TASK DETAILS => Copy, word for word, the passage of the social media post below that opens with the words "Tuesday, February 26, 2013" and closes with "Frustration by Jenn)".

SOURCE DOCUMENT =>
===============

Tuesday, February 26, 2013


I am going to go on a short rant about social media. Being the list-maker I am, I will stay true to my OCD and tell you what social media does to normal functioning humans and why I think it is BAD (and not in a Michael Jackson kinda way). Let me also put a disclaimer in here as well...I am a recovering technology addict. I have lived many of these scenarios and am not at all proud of it. It is hard to stop, but when you sit and realize what it is we are doing to ourselves, it makes it easier and is definitely worth it.

What Social Media Does to Normal Functioning Humans
(A Rant of Frustration by Jenn)

  1. It turns moms and dads into technology addicts. We no longer interact with our family or friends. For example...the mom too busy Facebooking to see her son score his first basketball goal, or the husband and wife out for a date who are on their phones checking football scores or e-mail the whole time. I don't use the term "addict" loosley either. It is, in fact, become an addiction in our society. When you can't even have dinner, enjoy your child's game, or wake up in the morning without checking FaceBook before you get out of bed, then there is a problem.

===============

GIVEN RECORDS =>
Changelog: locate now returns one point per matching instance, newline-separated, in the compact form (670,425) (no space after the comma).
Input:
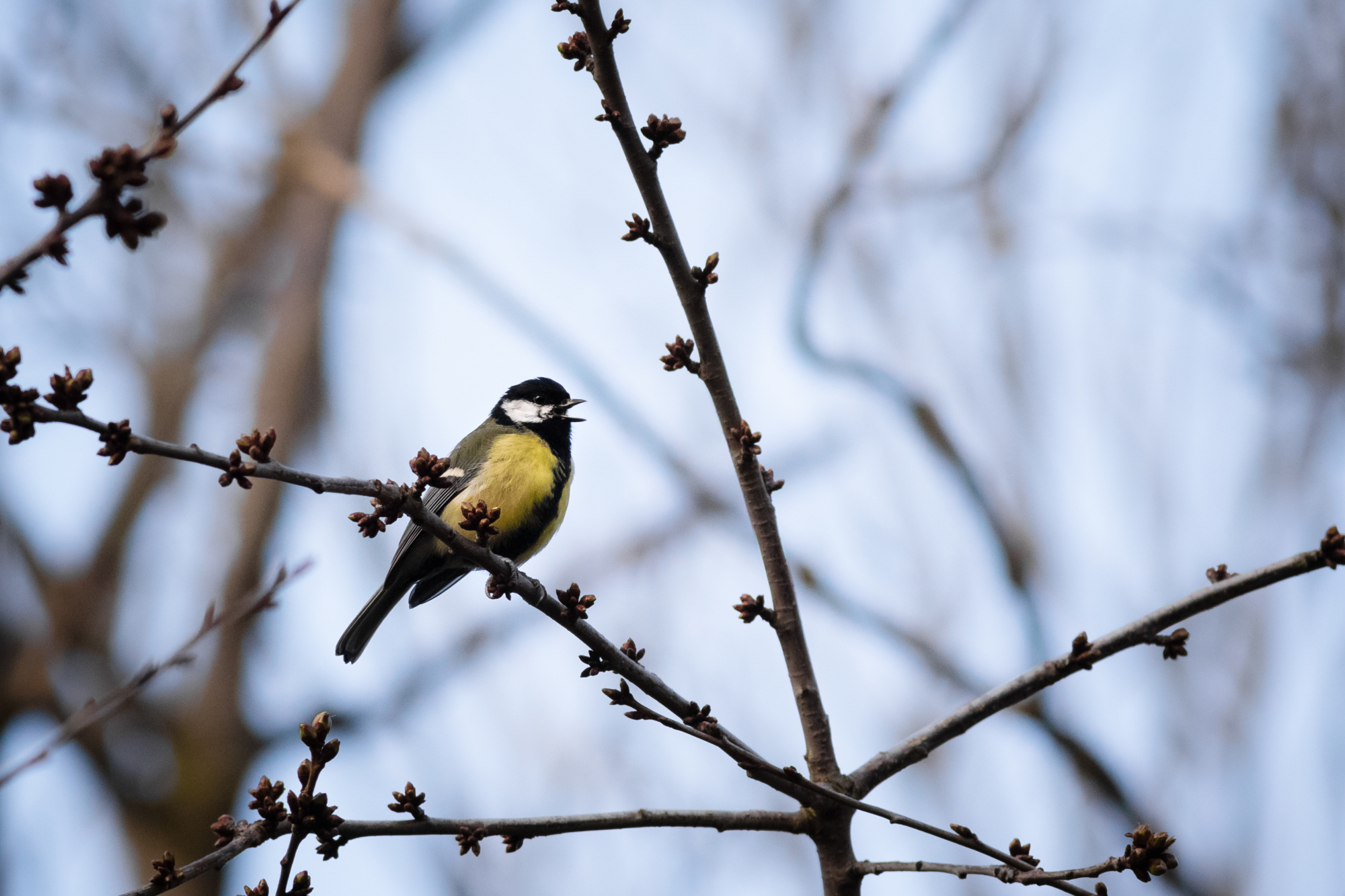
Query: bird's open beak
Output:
(566,407)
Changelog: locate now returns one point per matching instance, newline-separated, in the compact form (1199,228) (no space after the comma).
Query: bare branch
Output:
(99,710)
(691,290)
(1141,631)
(518,583)
(256,833)
(122,169)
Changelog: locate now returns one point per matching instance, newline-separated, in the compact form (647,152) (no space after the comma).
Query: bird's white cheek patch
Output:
(523,411)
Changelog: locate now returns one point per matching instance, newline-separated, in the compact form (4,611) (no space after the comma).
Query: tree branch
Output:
(107,197)
(249,834)
(757,767)
(921,744)
(691,290)
(99,710)
(518,583)
(999,872)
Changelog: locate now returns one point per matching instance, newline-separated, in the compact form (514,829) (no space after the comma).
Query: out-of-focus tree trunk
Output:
(212,741)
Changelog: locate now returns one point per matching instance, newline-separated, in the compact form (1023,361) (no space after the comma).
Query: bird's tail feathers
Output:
(361,628)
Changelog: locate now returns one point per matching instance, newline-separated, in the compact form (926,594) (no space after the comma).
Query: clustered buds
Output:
(680,356)
(700,719)
(750,610)
(166,870)
(430,470)
(578,49)
(116,443)
(1334,548)
(470,838)
(116,170)
(258,446)
(478,518)
(640,231)
(54,192)
(237,471)
(309,811)
(1082,651)
(1174,645)
(224,830)
(497,587)
(303,884)
(637,654)
(662,132)
(410,801)
(575,607)
(747,440)
(1148,853)
(623,697)
(769,479)
(707,276)
(15,400)
(69,391)
(267,801)
(385,513)
(594,663)
(1024,852)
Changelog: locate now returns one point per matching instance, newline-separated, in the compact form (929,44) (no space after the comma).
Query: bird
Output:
(517,460)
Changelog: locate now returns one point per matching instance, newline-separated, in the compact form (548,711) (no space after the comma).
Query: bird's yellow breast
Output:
(518,477)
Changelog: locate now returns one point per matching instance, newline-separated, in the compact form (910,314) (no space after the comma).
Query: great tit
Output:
(517,460)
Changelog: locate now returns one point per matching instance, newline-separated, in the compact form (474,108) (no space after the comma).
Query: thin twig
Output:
(99,710)
(162,145)
(256,833)
(921,744)
(817,731)
(999,872)
(757,767)
(518,583)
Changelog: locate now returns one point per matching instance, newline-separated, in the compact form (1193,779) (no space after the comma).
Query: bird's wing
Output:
(469,456)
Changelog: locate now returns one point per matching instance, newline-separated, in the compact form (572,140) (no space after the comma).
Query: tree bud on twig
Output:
(1334,548)
(640,229)
(747,440)
(470,840)
(680,356)
(118,439)
(662,132)
(1148,853)
(578,49)
(750,610)
(707,276)
(478,518)
(575,606)
(410,801)
(69,391)
(630,650)
(237,471)
(56,192)
(258,446)
(1024,852)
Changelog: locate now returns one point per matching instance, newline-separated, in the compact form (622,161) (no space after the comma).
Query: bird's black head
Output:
(539,404)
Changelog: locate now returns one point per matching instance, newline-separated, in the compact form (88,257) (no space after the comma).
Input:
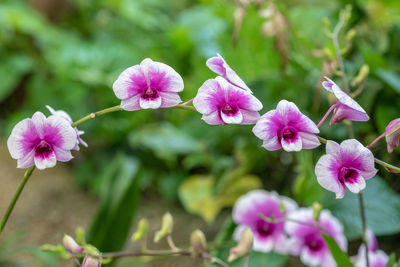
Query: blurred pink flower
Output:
(376,257)
(221,102)
(150,85)
(65,115)
(41,141)
(71,245)
(218,65)
(91,262)
(392,132)
(267,236)
(346,108)
(286,127)
(307,242)
(346,165)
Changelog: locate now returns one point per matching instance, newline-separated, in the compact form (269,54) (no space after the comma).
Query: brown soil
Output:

===============

COMPLETED TASK =>
Tuesday, February 26, 2013


I am going to go on a short rant about social media. Being the list-maker I am, I will stay true to my OCD and tell you what social media does to normal functioning humans and why I think it is BAD (and not in a Michael Jackson kinda way). Let me also put a disclaimer in here as well...I am a recovering technology addict. I have lived many of these scenarios and am not at all proud of it. It is hard to stop, but when you sit and realize what it is we are doing to ourselves, it makes it easier and is definitely worth it.

What Social Media Does to Normal Functioning Humans
(A Rant of Frustration by Jenn)